Istruzioni operative:
[a] Secondo il testo sulla Resistenza in Val Camonica, da chi riceve nel 1944 l'incarico di prendere contatto con i dirigenti Edison?
[b] Prosegua il testo sulla Resistenza in Val Camonica, riprendendo subito dopo l'ultima frase riportata.

Testo fornito:
Biografia[modifica | modifica wikitesto]

Durante la prima guerra mondiale aveva combattuto come alpino, richiamato nel secondo conflitto è inviato sul fronte greco-albanese, come tenente colonnello del 6º alpini, dopo l'armistizio viene catturato dai tedeschi a Zara, riesce a fuggire e a ritornare in Val Camonica.

Attività nella resistenza[modifica | modifica wikitesto]

È tra gli organizzatori della Resistenza e comandante delle brigate dell'alta valle, nel 1944 viene incaricato da Ferruccio Parri di prendere contatto con i dirigenti Edison per difendere gli impianti idroelettrici della zona dai nazifascisti.

Rifiuta l'adesione alle brigate cattoliche Fiamme Verdi per evitare frizioni con le Brigate Garibaldi. Costretto a prendere una decisione confluisce nella 54ª Brigata Garibaldi attiva in Val Saviore e alta Val Camonica, il 5 ottobre 1944.

Raccolta dati:
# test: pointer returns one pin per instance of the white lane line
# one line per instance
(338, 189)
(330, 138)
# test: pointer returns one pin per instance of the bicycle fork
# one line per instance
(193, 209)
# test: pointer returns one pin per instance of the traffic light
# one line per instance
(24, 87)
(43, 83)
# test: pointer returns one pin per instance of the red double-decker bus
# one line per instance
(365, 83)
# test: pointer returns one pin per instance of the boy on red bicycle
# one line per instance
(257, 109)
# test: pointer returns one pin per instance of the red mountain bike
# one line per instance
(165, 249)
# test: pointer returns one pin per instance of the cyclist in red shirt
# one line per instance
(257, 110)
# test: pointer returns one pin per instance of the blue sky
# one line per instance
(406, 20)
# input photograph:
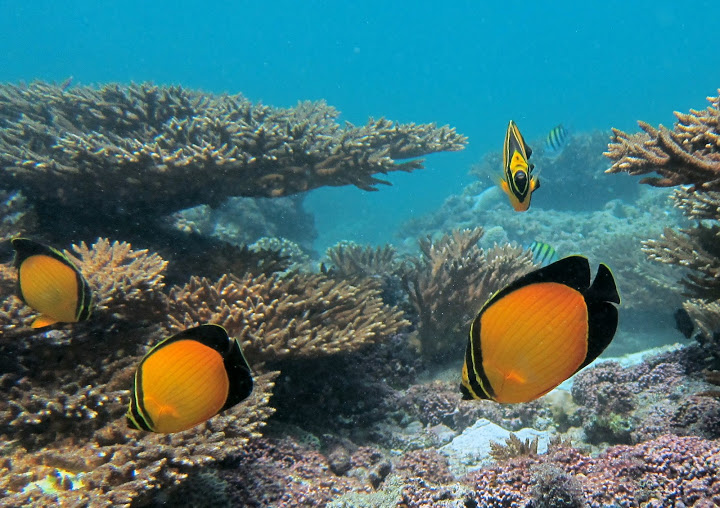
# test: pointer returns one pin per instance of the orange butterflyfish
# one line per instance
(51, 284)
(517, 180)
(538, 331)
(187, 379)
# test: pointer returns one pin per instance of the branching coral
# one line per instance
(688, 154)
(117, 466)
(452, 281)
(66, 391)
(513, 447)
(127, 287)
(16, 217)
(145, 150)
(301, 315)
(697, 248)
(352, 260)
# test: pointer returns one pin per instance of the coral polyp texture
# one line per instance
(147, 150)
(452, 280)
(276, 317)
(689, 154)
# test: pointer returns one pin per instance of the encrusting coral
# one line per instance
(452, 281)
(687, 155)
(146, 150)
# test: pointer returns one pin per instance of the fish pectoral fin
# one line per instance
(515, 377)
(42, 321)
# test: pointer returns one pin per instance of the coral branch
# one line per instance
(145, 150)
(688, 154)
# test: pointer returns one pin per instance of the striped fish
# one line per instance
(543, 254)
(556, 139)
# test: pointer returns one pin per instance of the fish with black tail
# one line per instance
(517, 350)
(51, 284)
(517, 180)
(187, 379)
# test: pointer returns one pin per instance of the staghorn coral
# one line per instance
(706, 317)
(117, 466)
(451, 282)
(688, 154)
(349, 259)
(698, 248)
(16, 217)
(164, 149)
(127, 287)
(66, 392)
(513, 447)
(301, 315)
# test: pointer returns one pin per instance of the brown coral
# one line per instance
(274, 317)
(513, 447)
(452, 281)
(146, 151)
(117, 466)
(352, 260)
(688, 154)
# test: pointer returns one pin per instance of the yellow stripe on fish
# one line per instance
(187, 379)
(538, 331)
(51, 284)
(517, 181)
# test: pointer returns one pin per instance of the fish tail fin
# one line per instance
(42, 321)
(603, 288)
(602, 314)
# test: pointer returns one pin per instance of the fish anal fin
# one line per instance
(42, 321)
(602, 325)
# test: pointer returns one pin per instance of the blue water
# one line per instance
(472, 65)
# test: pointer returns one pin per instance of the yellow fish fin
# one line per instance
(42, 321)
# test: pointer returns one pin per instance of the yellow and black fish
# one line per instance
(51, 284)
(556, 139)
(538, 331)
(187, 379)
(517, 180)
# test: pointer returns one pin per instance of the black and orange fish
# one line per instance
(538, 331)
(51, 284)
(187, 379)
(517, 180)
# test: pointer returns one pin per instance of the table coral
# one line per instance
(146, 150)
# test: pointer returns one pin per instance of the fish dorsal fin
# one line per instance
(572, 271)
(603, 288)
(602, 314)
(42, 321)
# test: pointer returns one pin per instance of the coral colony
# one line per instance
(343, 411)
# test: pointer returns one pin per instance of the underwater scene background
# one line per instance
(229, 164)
--
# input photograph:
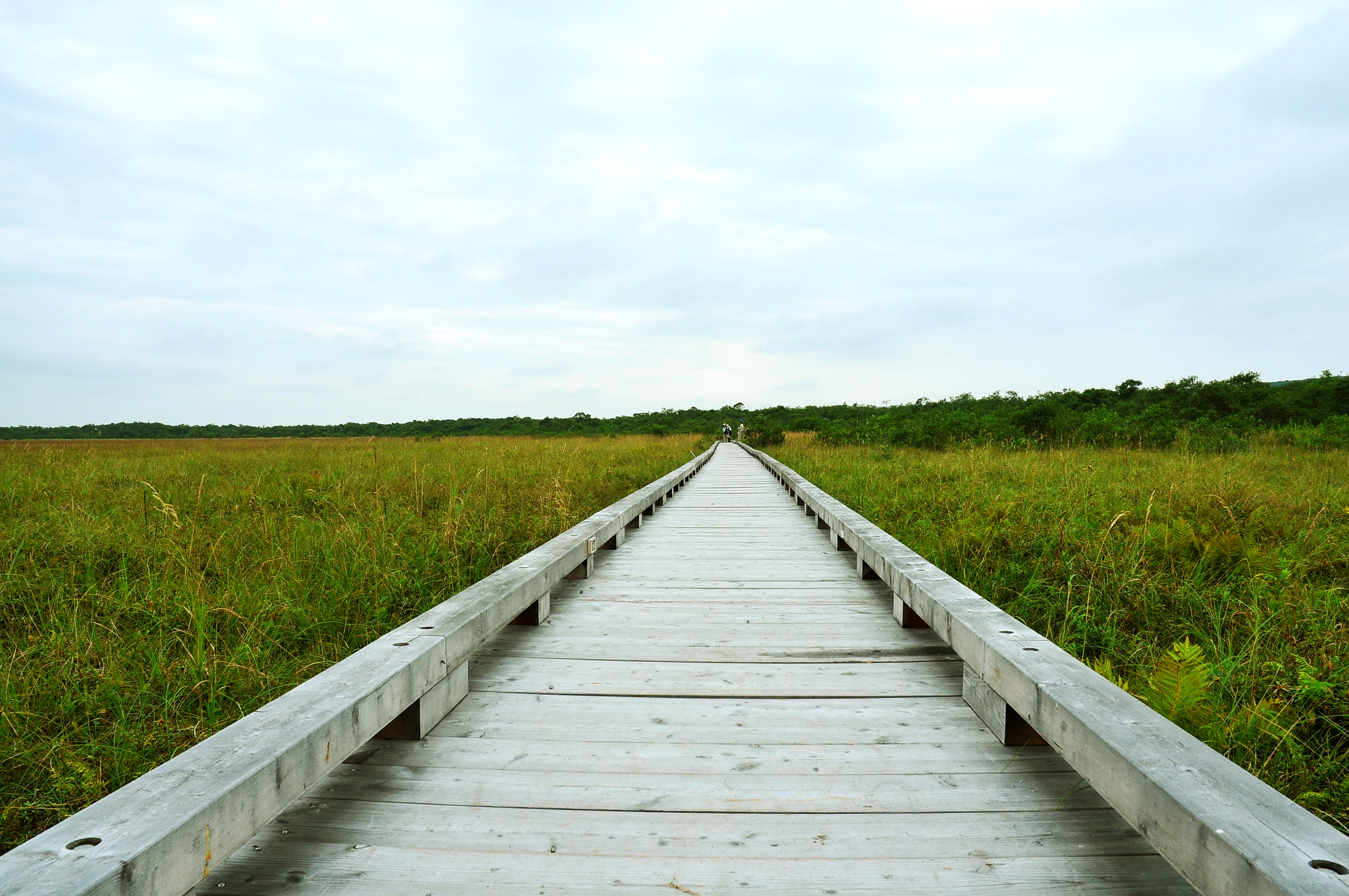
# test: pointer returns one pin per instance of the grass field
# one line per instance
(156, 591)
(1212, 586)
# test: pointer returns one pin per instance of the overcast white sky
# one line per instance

Risultati dell'esercizio:
[a] Da Ferruccio Parri.

[b]
Dopo pochi giorni, le SS di stanza ad Edolo fanno irruzione nella sua casa e prelevano la moglie, la figlia, sua sorella e i nipoti Idilia e Zefferino Ballardini, il quale verrà giustiziato nel campo di Edolo. La moglie e la figlia vengono deportate nel campo di transito di Gries-San Quirino vicino a Bolzano. Il 18 ottobre, avendo fissato un incontro con i tedeschi per il rilascio della moglie, nel luogo dell'appuntamento trova i partigiani delle Fiamme Verdi, che lo accusano di tradimento e lo costringono a seguirli in Val Brandet sede del comando della Brigata Schivardi. Sottoposto a processo dal tribunale della brigata, riesce a provar la propria lealtà ma è forzatamente obbligato all'espatrio in Svizzera.[1].

Non arriva mai in Svizzera: il 17 novembre, scortato da un partigiano, è diretto verso Tirano e la Val Poschiavina quando in territorio di Corteno Golgi viene raggiunto da una raffica di mitra che lo uccide. La sua fine è ricordata da una lapide posta a lato della strada sul luogo del fatto.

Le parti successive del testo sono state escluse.